═════ PROVIDED PASSAGE

From: <no_spam_for_me_at_thankyou.very_much>
Date: Thu, 28 Feb 2002 18:28:47 -0500
Message-ID: <3C7EBD2F.ED7BDECF@thankyou.very_much>

Jim,

Thanks for your reply. It was very useful. The reason you mention about customizing w/o changing the schema is similar to what I am facing. Our application is closer to an app server in nature (not actually an appserver) then to a consulting style solution for a specific enterprise. Customization is the reason attibute schemas have to be adjustable on the fly since customers (and suprisingly their DBAs) are not happy when you change the schema (they think it's some major change in the software).

Dre

Jim Harrington wrote:

> Dre,
>
> As I found out when I first suggested something like this to a DBA, this is
> a religious thing.
>
> In our case, there were some attributes that we always expected to be
> associated (with values) with the entity and some attributes that were not.

══════════
═════ DATA RECORDS

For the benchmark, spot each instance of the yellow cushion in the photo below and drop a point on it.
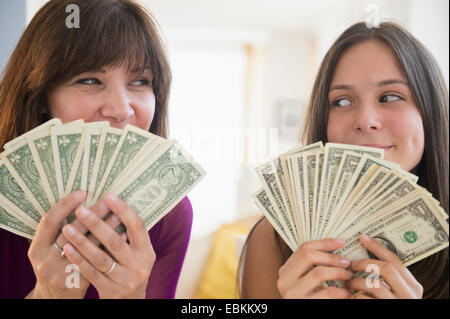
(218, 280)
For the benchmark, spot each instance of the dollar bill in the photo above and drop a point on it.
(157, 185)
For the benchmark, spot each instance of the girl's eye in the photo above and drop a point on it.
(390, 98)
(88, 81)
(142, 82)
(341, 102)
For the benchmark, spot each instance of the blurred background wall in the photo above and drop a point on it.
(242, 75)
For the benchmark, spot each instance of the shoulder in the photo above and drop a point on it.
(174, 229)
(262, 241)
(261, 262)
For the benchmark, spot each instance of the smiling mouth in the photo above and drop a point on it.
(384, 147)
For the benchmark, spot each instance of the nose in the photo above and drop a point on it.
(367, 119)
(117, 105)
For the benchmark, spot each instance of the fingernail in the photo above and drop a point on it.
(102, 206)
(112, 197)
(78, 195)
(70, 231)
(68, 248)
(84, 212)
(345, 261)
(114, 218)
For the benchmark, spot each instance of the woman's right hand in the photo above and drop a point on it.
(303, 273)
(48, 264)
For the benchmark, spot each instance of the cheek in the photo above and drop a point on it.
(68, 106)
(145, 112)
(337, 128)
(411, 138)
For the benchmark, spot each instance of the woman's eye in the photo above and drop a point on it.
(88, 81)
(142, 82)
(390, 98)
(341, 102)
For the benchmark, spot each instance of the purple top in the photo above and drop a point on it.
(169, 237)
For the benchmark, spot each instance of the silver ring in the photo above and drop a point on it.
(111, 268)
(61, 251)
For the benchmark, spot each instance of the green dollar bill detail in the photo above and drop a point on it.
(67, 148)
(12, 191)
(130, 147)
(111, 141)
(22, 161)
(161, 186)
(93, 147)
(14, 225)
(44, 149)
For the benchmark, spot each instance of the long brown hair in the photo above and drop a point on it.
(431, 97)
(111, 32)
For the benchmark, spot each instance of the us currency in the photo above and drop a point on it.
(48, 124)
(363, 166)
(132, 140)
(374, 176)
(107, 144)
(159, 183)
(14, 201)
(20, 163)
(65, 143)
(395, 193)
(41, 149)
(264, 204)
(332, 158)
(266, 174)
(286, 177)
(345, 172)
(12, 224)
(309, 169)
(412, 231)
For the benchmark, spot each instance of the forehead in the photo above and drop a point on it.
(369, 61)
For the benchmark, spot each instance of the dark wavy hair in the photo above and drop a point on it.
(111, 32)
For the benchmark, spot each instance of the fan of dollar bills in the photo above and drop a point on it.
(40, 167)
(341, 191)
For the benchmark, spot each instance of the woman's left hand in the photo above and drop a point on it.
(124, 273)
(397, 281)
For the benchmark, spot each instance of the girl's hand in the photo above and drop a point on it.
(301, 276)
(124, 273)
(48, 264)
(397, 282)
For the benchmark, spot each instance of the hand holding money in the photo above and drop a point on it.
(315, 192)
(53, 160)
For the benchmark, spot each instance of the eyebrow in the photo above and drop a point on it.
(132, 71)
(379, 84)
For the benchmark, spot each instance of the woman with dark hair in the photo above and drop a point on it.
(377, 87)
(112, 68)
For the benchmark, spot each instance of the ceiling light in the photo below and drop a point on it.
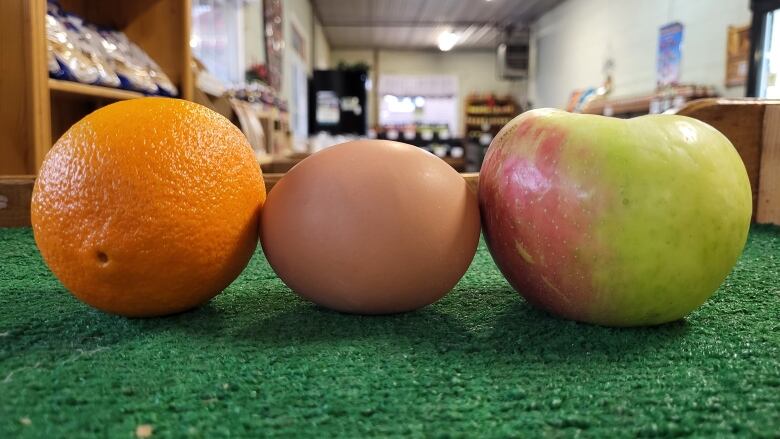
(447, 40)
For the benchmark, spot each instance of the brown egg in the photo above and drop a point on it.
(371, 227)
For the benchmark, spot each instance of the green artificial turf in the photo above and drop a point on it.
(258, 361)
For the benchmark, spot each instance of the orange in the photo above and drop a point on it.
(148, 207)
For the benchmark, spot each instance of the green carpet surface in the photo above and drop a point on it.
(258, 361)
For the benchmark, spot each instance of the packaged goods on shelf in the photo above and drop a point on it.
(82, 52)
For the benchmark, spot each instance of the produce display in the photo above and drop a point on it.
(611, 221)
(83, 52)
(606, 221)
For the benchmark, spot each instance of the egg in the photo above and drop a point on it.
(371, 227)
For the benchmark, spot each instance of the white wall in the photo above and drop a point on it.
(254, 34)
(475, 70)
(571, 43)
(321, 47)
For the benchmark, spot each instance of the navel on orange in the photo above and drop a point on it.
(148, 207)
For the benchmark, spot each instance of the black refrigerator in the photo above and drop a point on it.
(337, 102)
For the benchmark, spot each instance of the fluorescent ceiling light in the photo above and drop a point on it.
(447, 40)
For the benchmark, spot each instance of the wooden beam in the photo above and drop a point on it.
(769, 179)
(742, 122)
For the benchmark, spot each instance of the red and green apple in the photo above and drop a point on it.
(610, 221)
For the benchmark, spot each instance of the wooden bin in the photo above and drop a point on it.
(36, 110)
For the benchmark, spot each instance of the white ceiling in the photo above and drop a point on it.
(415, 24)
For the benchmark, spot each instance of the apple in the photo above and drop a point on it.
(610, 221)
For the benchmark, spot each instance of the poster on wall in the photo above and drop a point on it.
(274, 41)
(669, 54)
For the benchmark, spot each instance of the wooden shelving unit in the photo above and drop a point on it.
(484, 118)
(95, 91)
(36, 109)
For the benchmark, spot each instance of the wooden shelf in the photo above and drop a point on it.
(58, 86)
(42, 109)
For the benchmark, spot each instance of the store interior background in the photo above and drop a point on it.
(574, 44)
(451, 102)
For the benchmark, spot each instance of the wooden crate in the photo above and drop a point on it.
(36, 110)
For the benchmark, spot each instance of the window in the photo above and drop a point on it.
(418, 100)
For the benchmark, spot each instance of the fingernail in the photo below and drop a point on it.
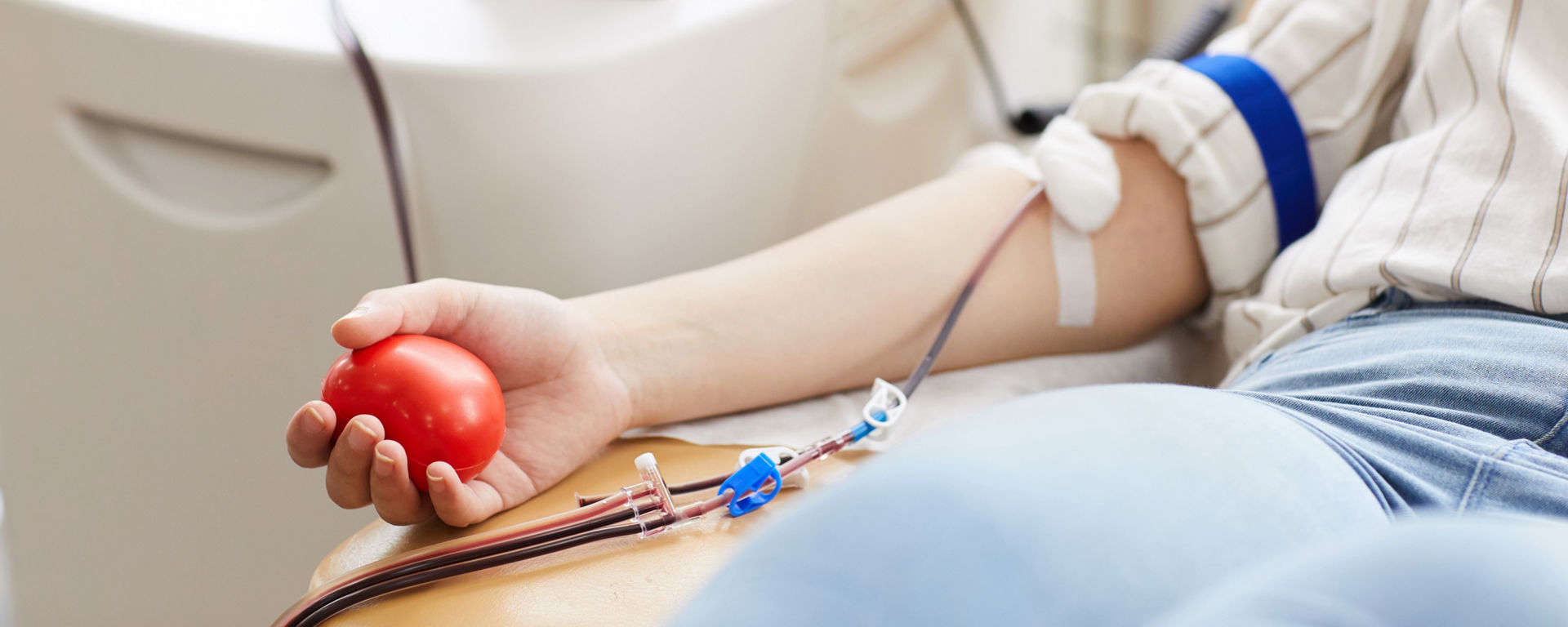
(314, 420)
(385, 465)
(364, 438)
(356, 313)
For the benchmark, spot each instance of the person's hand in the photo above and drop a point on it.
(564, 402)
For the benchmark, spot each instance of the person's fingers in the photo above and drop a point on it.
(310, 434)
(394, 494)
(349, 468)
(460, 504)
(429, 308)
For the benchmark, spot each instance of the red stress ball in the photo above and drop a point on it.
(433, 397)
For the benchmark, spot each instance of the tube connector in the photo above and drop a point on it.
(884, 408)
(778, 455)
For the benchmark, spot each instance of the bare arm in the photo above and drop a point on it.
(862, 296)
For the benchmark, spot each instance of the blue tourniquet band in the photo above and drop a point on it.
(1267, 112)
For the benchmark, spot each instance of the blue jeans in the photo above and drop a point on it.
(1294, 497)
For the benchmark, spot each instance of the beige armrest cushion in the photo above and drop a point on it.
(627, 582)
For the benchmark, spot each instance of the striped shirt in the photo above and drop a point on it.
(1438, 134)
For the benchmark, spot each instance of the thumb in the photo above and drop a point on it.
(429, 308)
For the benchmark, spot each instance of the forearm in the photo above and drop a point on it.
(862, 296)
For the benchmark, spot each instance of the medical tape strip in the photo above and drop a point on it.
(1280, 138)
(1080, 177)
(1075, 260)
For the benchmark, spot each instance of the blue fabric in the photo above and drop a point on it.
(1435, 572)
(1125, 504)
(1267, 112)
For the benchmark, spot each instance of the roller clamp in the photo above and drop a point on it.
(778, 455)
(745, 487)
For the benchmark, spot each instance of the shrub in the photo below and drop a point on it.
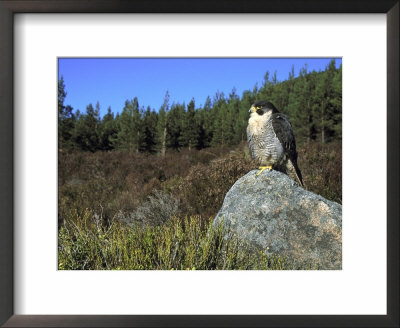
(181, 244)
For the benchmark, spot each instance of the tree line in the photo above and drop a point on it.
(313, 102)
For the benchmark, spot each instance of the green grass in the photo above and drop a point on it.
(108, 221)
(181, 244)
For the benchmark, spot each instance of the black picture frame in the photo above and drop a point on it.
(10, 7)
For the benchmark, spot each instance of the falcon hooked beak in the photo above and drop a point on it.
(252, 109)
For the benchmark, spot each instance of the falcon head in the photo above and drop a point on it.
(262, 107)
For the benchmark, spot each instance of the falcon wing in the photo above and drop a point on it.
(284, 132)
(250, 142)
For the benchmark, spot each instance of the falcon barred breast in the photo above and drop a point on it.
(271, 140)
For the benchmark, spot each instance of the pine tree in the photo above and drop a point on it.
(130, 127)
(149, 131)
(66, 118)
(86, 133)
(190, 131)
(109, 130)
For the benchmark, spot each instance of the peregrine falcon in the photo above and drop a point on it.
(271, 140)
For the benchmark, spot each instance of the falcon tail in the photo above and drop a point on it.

══════════

EXERCISE >> Copy the email about schema customization word for word, between "Thanks for your" and "that were not.", inclusive. The rows are separate from the email and are not connected to it.

PROBLEM SOLUTION >>
Thanks for your reply. It was very useful. The reason you mention about customizing w/o changing the schema is similar to what I am facing. Our application is closer to an app server in nature (not actually an appserver) then to a consulting style solution for a specific enterprise. Customization is the reason attibute schemas have to be adjustable on the fly since customers (and suprisingly their DBAs) are not happy when you change the schema (they think it's some major change in the software).

Dre

Jim Harrington wrote:

> Dre,
>
> As I found out when I first suggested something like this to a DBA, this is
> a religious thing.
>
> In our case, there were some attributes that we always expected to be
> associated (with values) with the entity and some attributes that were not.